Selected excerpt section start
Album: Season of Sweets

Label: Birdman

Review date: May. 12, 2008

Modey Lemon - "It Made You Dumb" (Season Of Sweets)


Somewhere around Curious City, the Modey Lemon made a shift in direction, smoothing its rackety, blues-drunk grooves into a Krautish, hallucinogenic trip. You could pin it all on Jason Kirker, who joined after Thunder + Lightning, but the shift is equally evident in Phil Boyd's vocals, no longer abrasive, and mixed substantially lower in the fuzz. And since Boyd has kindly created a muxtape of songs from artists that influenced him on Season of Sweets (mondoboydo.muxtape.com), we can see that it goes deeper than production values. Alongside oddities, like a track from Jesus Christ Superstar, he's included lysergic, drum-happy drone-merchants like the Boredoms, Oneida, Apes and Kraftwerk – not a scruffy blues-rocker in the bunch. About the only thing that hasn't changed on Sweets is Paul Quattrone's ferocious drumming – and that's a good thing, because the Modey Lemon just wouldn't be the Modey Lemon without it.

Quattrone is one of three or four really distinctive, noticeable drummers in rock and roll right now. At SXSW, someone behind me murmured, "He's like Bonham," in a break between songs, and yes, he hits as hard and as heavy as the Zeppelin drummer. Still there's an element of chaos, of rickety, boxy, falling-down-the-stairs abandon that distinguishes him from all the classic rock guys (except maybe Keith Moon). You watch him (or listen) because it seems like he's going to have to fall off the stool at some point, as fast as he's going. But he doesn't.

What's interesting is how the Modey Lemon incorporates this brutal, chaotic element into a set of songs that are, on balance, fairly tuneful. In opener "The Bear Comes Back Down the Mtn,” the drums give guitar-clanging riffery an almost ritual heft, pounding like a procession of soldiers under the song's slow-churning mysticism. "It Made You Dumb," the album's most immediately accessible cut, submerges 16th notes and slashing cymbals under pop keyboards and vocals. It's a lot like Oneida in spots – placid and dreamy on top, explosively rhythmic and aggressive underneath.
Selected excerpt section end
Record excerpts section start
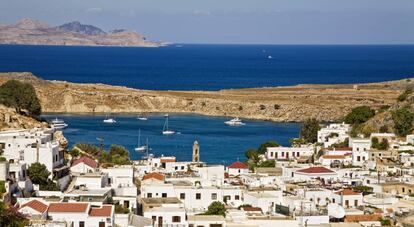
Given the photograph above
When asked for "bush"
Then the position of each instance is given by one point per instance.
(403, 96)
(21, 96)
(403, 121)
(309, 130)
(359, 115)
(216, 208)
(38, 173)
Record excerpts section end
- [Questions]:
**A.** Translate this sentence from the Modey Lemon review into Spanish: "You watch him (or listen) because it seems like he's going to have to fall off the stool at some point, as fast as he's going."
**B.** Extract a passage from the Modey Lemon review, starting at the words "What's interesting is" and stopping after "and aggressive underneath.".
The lines play no part in this work.

- [Answer set]:
**A.** Lo miras (o lo escuchas) porque parece que en algún momento va a tener que caerse del taburete, con lo rápido que va.

**B.**
What's interesting is how the Modey Lemon incorporates this brutal, chaotic element into a set of songs that are, on balance, fairly tuneful. In opener "The Bear Comes Back Down the Mtn,” the drums give guitar-clanging riffery an almost ritual heft, pounding like a procession of soldiers under the song's slow-churning mysticism. "It Made You Dumb," the album's most immediately accessible cut, submerges 16th notes and slashing cymbals under pop keyboards and vocals. It's a lot like Oneida in spots – placid and dreamy on top, explosively rhythmic and aggressive underneath.